Referring expression pointing data:
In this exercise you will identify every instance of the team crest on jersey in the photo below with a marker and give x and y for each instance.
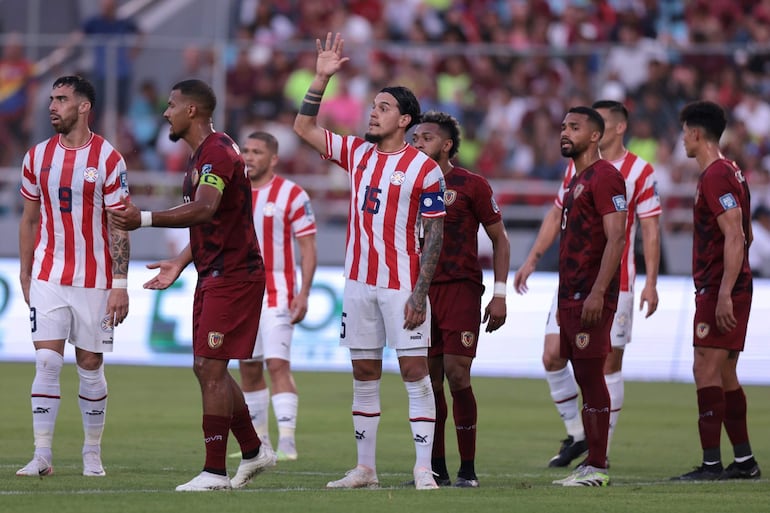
(216, 339)
(578, 190)
(90, 174)
(397, 178)
(728, 201)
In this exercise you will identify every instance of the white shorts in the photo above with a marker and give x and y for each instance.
(620, 335)
(274, 335)
(373, 317)
(77, 314)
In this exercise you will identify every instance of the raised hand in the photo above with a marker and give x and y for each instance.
(330, 58)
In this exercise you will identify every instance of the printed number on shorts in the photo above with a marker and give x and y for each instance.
(33, 318)
(65, 199)
(371, 204)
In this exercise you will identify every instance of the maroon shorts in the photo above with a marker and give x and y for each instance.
(226, 317)
(705, 331)
(578, 342)
(455, 318)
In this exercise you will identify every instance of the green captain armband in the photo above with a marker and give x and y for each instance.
(214, 181)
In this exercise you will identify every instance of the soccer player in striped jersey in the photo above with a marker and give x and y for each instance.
(394, 188)
(644, 205)
(223, 246)
(74, 267)
(282, 216)
(456, 290)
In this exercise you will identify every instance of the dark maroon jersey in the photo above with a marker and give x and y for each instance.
(721, 187)
(227, 245)
(469, 203)
(599, 190)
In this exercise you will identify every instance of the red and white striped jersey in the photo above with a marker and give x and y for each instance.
(388, 194)
(643, 201)
(74, 187)
(282, 211)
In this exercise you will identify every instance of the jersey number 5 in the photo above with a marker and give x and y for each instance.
(371, 203)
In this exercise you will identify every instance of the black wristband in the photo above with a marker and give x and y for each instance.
(309, 109)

Your instructions
Nothing but the lines from the one with "In this exercise you will identify every instance of the black" through the end of the data above should be repeated, each exactly as it stands.

Task answer
In this exercise you will identify every instance of the black wristband in the photo above with a marker and give x and y for each instance.
(309, 109)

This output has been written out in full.